**SHORT TASK A**
Filter the listing that follows, keeping only the lines that contain the word "below", and copy each of them out.

**READING PASSAGE**
··········

# A Few Thoughts About The Equal-i-zer Hitch



## Sayonara (Jul 23, 2007)

I have the Equalizer 1200/12000. I used is a few times with my 32BHDS and F150 and now a few times with my 32BHDS and F350. Here are a couple questions i wanted to pass along and see what you think.
These questions pertain to the sway controll portion of the hitch not the WD.

1. Can the same hitch perform well on both a 21' TT and a 32' TT. The bolts are torqued to the same spec. the dynamics on a 32' TT are much higher than on a 21' TT. how can that torque provide the same performance? Should the bolts be torqued slightly higher for larger/heavier trailers? i know what the manual says but am wondering if in theory it would perform better.

2. I believe I noticed better sway control with the system hooked up to my F150 than on my F350. This could be just in my mind but here is a potential reason. Using a system like the Equalizer that relies a lot on the friction of the bars on the L-brackets to control sway with a truck such as a 1-ton does the following.
- reduces the amount of WD put on the TV due to the stiffer suspention. 
- this reduced WD also means less pressure on the L-brackets for sway control. 
- can the lower pressure on the L-brackets reduce the effect of the swap control on the trailer?

··········

Dataset items:
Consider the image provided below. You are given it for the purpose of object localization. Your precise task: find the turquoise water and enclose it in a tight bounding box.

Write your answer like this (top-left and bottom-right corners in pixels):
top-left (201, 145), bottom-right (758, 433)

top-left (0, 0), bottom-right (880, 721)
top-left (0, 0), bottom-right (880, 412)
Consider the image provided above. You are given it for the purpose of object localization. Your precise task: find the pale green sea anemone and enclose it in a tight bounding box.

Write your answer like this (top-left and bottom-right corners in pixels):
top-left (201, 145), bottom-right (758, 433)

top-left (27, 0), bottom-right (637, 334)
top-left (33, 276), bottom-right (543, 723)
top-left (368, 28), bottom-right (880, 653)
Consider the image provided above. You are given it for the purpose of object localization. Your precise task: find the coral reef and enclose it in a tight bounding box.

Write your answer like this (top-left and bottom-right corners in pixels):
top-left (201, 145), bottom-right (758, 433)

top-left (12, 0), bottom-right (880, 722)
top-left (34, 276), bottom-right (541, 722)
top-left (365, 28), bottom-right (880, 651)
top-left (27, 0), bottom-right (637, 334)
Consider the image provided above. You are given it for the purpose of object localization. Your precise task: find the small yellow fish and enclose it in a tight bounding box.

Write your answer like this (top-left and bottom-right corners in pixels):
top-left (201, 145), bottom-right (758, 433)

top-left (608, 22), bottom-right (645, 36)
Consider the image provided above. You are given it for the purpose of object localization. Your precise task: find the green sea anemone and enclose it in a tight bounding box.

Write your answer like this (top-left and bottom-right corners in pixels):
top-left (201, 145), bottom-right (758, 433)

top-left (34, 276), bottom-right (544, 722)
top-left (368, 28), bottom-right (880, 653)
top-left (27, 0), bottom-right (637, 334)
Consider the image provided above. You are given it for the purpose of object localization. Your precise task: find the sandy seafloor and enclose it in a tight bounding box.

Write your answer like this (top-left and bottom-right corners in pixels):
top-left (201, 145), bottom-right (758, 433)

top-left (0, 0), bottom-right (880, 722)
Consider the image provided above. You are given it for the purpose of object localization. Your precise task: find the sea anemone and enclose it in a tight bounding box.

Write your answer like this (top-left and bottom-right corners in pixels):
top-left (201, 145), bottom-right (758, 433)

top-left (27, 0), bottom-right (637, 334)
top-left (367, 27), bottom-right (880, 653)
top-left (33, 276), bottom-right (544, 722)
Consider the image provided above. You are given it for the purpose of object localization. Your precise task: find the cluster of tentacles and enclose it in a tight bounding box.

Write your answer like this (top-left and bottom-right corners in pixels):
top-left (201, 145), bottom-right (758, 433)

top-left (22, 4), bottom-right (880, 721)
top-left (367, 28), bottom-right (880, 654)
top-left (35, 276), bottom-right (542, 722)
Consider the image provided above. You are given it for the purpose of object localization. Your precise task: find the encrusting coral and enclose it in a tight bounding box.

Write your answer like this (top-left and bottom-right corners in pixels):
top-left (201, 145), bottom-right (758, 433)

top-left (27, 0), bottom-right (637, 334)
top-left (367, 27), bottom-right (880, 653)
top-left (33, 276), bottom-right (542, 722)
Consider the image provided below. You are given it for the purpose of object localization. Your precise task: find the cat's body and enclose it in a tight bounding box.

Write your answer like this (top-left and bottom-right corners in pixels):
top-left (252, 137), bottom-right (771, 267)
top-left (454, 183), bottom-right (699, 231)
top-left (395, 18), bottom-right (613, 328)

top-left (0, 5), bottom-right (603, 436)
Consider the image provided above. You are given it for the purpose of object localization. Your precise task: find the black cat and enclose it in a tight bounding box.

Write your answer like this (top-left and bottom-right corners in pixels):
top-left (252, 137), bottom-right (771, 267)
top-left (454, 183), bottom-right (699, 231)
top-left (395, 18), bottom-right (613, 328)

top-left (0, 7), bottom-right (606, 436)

··········

**SHORT TASK B**
Transcribe the part of the Equalizer hitch thread starting at "I have the Equalizer" and ending at "what you think.".

**FULL ANSWER A**
Consider the image provided below. You are given it for the purpose of object localization. Your precise task: find the turquoise water and enclose it in a tight bounding box.
Consider the image provided below. You are given it for the purpose of object localization. Your precise task: find the cat's body and enclose it in a tight bounding box.

**FULL ANSWER B**
I have the Equalizer 1200/12000. I used is a few times with my 32BHDS and F150 and now a few times with my 32BHDS and F350. Here are a couple questions i wanted to pass along and see what you think.